─── Available data

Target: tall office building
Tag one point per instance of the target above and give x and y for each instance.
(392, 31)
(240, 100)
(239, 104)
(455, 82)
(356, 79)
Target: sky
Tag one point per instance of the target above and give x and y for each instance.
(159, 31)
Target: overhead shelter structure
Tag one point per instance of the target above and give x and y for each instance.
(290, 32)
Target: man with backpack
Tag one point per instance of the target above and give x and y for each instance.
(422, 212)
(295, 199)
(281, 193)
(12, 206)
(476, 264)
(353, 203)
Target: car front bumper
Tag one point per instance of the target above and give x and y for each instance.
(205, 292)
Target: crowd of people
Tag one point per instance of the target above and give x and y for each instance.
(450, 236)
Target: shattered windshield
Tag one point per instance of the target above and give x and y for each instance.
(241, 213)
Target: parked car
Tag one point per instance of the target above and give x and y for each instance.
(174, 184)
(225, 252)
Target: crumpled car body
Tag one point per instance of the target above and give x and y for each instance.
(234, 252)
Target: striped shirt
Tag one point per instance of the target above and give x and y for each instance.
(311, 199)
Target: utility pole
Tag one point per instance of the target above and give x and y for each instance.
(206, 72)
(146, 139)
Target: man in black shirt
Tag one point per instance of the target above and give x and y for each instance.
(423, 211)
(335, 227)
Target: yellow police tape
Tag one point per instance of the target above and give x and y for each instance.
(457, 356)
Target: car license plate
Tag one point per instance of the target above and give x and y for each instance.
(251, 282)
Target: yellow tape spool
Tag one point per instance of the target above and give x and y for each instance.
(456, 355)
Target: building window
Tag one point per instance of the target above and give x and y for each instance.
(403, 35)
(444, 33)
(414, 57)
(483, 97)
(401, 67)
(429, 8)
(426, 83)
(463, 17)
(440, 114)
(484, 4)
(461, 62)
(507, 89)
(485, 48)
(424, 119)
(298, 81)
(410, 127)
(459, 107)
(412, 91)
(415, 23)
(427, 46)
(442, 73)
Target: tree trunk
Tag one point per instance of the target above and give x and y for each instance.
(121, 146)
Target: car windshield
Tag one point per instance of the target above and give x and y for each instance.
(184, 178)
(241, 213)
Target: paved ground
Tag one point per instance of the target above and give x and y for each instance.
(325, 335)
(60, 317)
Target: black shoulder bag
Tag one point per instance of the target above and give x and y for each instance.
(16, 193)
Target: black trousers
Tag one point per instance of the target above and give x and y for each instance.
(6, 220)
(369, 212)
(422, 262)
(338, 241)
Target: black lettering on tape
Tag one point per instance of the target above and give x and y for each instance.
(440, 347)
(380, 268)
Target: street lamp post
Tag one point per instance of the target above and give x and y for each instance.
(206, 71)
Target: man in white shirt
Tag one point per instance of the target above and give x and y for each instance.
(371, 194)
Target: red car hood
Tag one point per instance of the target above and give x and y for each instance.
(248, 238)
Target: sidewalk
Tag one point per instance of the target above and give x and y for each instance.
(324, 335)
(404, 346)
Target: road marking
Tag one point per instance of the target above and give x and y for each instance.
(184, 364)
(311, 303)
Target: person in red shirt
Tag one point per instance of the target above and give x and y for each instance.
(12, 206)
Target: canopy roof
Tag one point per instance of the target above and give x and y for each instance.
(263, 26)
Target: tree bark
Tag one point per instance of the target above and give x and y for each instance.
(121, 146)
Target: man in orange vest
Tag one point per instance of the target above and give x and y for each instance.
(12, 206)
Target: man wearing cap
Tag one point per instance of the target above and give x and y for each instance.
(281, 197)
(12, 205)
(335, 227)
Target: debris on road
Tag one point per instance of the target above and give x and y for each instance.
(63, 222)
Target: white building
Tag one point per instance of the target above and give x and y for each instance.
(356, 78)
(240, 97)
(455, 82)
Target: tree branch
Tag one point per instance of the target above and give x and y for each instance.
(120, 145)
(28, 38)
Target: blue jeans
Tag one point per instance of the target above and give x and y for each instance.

──────

» **Work to be completed**: Write only the number of lines in the records that include the word "yellow".

» **Answer area**: 2